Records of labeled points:

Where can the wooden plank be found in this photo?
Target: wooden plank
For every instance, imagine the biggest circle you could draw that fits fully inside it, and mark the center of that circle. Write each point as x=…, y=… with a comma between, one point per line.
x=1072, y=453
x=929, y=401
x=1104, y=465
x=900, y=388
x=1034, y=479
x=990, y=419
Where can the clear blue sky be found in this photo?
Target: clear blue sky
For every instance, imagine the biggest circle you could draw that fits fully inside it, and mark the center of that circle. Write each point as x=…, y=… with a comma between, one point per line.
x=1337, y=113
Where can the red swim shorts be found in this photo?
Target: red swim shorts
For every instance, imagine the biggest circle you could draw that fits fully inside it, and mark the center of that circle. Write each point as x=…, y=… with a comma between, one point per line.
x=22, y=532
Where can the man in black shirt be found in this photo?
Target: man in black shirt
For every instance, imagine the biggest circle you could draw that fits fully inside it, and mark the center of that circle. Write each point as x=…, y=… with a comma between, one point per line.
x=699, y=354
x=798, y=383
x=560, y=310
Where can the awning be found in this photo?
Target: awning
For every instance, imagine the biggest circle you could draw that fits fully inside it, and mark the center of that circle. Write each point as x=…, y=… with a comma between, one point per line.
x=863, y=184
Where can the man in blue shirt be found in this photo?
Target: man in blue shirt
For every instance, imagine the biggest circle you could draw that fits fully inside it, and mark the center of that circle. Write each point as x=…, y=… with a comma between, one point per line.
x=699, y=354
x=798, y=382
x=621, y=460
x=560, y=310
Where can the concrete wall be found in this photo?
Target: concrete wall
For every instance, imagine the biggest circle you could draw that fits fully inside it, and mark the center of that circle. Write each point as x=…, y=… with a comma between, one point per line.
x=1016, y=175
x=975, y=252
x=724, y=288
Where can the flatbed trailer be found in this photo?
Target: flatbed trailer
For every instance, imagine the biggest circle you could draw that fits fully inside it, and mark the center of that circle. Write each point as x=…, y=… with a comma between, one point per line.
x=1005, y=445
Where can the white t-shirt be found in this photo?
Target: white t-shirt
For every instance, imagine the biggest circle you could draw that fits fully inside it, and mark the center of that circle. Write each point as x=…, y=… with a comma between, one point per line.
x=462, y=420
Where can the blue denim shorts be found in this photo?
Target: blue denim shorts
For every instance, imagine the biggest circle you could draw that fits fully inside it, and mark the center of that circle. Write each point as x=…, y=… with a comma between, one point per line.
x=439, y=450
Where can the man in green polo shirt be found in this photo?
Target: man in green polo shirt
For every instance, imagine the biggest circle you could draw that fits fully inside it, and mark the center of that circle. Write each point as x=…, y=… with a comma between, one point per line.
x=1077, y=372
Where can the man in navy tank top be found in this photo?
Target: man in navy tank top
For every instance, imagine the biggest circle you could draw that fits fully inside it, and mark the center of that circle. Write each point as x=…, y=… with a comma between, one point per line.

What this task involves: Can you copy the entries above word for word, from the line with "Where can the clear" to the line with "x=863, y=184", including both of those lines?

Completed task:
Where can the clear blue sky be found in this photo?
Target: clear blue sky
For every instance, imagine the biggest circle you could draw that fits fully inside it, and mark the center of that circle. Write each point as x=…, y=… with a comma between, one point per line.
x=1337, y=113
Where can the red swim shorts be found in this photo?
Target: red swim shorts
For every instance, imagine the biggest circle you could draw that fits fully inside it, and mark the center of that circle. Write each point as x=…, y=… with a comma between, one point per line.
x=22, y=532
Where can the man in black shirt be found in this photo?
Target: man in black shirt
For every instance, imagine the biggest circle you could draw that fits fully inside it, and mark the center of that circle. Write each point as x=…, y=… with a comma between, one point per line.
x=699, y=354
x=798, y=383
x=560, y=310
Where can the awning be found in this photo?
Target: awning
For every instance, imagine the biggest circle you could draw that fits fully inside it, and mark the center of that circle. Write each point as x=…, y=… with a comma between, one point per line.
x=863, y=184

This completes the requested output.